**Exercise instructions**
However many lines the data holds, transcribe them all exactly.

........

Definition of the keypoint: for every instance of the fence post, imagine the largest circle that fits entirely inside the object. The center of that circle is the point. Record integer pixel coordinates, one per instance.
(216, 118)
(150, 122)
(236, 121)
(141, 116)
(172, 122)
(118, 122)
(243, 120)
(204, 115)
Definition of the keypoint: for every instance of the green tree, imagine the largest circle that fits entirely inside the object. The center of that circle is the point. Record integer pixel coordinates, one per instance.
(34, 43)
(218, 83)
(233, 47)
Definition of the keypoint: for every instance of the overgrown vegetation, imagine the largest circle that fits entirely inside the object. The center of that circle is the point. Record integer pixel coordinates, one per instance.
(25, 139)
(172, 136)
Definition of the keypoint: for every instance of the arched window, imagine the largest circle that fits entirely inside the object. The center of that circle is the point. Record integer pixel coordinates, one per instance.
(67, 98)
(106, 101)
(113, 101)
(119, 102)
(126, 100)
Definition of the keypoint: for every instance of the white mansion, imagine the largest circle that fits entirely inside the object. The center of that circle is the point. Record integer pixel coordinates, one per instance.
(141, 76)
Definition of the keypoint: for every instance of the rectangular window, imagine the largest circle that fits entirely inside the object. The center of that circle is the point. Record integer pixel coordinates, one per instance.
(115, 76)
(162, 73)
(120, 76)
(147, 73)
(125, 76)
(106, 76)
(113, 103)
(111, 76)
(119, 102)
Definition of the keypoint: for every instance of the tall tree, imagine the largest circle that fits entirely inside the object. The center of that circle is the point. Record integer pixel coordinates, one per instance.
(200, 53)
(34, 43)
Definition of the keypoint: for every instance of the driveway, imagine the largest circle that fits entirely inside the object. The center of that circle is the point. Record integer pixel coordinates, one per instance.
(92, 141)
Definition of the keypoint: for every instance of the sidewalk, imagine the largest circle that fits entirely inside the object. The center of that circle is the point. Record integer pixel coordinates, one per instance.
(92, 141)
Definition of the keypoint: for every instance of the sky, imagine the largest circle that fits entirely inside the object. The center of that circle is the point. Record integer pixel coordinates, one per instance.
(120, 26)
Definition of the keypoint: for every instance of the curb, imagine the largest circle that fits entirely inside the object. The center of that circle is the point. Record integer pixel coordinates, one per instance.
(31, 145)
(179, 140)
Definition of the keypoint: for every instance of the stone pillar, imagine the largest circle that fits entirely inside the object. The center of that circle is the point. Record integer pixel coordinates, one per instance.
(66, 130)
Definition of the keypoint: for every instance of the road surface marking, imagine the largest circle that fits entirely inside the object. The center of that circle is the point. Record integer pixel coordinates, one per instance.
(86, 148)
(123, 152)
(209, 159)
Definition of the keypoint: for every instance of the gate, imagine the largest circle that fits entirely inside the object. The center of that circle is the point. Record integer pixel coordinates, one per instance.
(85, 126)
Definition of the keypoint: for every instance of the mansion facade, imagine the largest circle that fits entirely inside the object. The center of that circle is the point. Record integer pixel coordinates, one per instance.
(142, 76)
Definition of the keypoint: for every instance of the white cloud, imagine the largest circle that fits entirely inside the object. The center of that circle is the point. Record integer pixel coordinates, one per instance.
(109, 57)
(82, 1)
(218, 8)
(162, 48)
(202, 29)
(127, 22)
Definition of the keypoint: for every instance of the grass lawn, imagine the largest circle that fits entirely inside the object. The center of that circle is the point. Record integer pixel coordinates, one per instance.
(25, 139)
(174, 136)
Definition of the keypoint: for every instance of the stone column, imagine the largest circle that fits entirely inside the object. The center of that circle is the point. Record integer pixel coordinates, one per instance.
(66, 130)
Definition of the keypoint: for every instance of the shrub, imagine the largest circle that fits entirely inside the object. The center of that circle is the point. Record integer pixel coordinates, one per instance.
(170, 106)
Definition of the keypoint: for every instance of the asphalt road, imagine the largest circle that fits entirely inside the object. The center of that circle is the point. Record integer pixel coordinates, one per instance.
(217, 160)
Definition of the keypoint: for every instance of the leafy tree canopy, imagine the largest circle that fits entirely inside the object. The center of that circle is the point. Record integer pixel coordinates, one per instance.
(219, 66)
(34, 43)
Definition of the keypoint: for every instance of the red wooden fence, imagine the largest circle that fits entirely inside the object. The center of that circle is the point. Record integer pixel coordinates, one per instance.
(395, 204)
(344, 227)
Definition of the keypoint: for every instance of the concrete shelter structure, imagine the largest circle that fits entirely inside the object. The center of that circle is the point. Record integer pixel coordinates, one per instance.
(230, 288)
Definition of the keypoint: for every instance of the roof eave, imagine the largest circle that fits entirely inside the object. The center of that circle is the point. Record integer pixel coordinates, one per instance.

........

**Answer for the task**
Definition of the keypoint: for every instance of the fence post, imagine the largest circle that fits entirely inside the object. The center of that circle is the point. Record integer pixel coordinates, one per instance.
(216, 118)
(150, 122)
(236, 121)
(141, 116)
(172, 122)
(118, 122)
(243, 120)
(204, 115)
Definition of the keypoint: for every instance of the green tree, imagine the largest circle that fits entirely inside the object. The center of that circle is the point. Record integer pixel coordinates, one per instance.
(34, 43)
(218, 83)
(233, 47)
Definition of the keypoint: for every instance of the overgrown vegetation, imagine the largest circle that fits entirely inside the object. The center of that circle is the point. Record integer pixel coordinates, one per instance.
(25, 139)
(172, 136)
Definition of the keypoint: for every instance of the arched window, imagine the largest circle that fits entirely inside the object. The center of that circle is the point. Record integer pixel coordinates, one per instance.
(67, 98)
(106, 101)
(113, 101)
(119, 102)
(126, 100)
Definition of the keypoint: for every instance of the white mansion, imagine the largest circle that fits entirely inside the object. The center of that circle is the point. Record integer pixel coordinates, one per instance.
(141, 76)
Definition of the keypoint: for every instance of the rectangular window, imagine the largest circle that fits entirely inside the object. The center of that circle is the point. Record integer pixel coordinates, one per instance.
(115, 76)
(162, 73)
(120, 76)
(147, 73)
(125, 76)
(106, 76)
(113, 103)
(111, 76)
(119, 102)
Definition of the keypoint: for every instance of the tall tree, imagine the largest circle that fits entirely inside the object. The center of that circle is the point. Record integer pixel coordinates, one per instance.
(200, 53)
(34, 43)
Definition of the keypoint: for every instance of the driveway, imagine the largest circle that fits entirely inside the object. The center of that circle is the point. Record integer pixel coordinates, one per instance.
(92, 141)
Definition of the keypoint: for every instance of the sidewalk, imagine the largest circle that fits entirely inside the object. The center of that circle is the point. Record integer pixel coordinates, one per instance.
(92, 141)
Definition of the keypoint: for every instance of the sky, imagine the largest circle that fits entirely inside the object. The center of that circle is the point. Record integer pixel coordinates, one per instance.
(120, 26)
Definition of the keypoint: for every instance of the curb, imagine the largest circle that fits entirely inside the object. The center of that circle is the point. Record integer pixel coordinates, one per instance.
(31, 145)
(179, 140)
Definition of the keypoint: for every instance of the stone pillar, imagine the largest circle that fits entirely inside the object. The center of that circle is the point. Record integer pixel coordinates, one per instance.
(66, 130)
Definition of the keypoint: for every instance of the road surface marking, imagine the largest circle that fits entirely inside the object. The center of that circle is the point. Record integer pixel coordinates, one per instance.
(86, 148)
(123, 152)
(209, 159)
Definition of the keypoint: for every instance of the gate, imagine the largest circle that fits entirely inside the object. The center of that circle is the point. Record integer pixel coordinates, one per instance.
(85, 126)
Definition of the keypoint: for every instance of the mansion facade, imagine the largest circle that fits entirely inside the object. The center of that circle is the point. Record integer pixel coordinates, one per instance.
(142, 76)
Definition of the keypoint: for every instance of the white cloud, imagine the largest circle that fits entirely inside the object. The center of that circle is the point. Record integer pixel coordinates, one per instance.
(109, 57)
(82, 1)
(218, 8)
(162, 48)
(202, 29)
(127, 22)
Definition of the keypoint: for every instance of the grass lawn, imagine the largest circle that fits entirely inside the object. The center of that circle is the point. Record integer pixel coordinates, one per instance.
(25, 139)
(174, 136)
Definition of the keypoint: for every instance of the stone column, imagine the largest circle that fits entirely inside the object. The center of that circle is the point. Record integer pixel coordinates, one per instance.
(66, 130)
Definition of the keypoint: for every instance of the shrub, imagine the largest circle that fits entirely inside the object. The center of that circle is the point. Record integer pixel coordinates, one per instance.
(170, 106)
Definition of the keypoint: for every instance of the asphalt road, imagine the largest circle that fits entirely inside the object. The center of that circle is the point. Record integer pixel coordinates, one per instance.
(217, 160)
Definition of the keypoint: for every instance of the leafy tree canopy, imagine the largest circle that fits entirely inside the object. The center of that circle is the point. Record integer pixel coordinates, one per instance.
(219, 66)
(34, 43)
Definition of the keypoint: for every instance of the red wooden fence, imagine the largest circle that fits entirely inside the object. The center of that circle is the point. Record integer pixel coordinates, one per instance.
(395, 204)
(344, 227)
Definition of the keypoint: for every instance of the concrete shelter structure, imagine the largest circle that fits entirely inside the object. The center of that circle is the point. Record integer pixel coordinates, one per instance.
(230, 288)
Definition of the keypoint: for every instance of the roof eave, imagine the largest circle that fits entirely inside the object. The center of that circle is the point. Record integer pixel coordinates, one per instance.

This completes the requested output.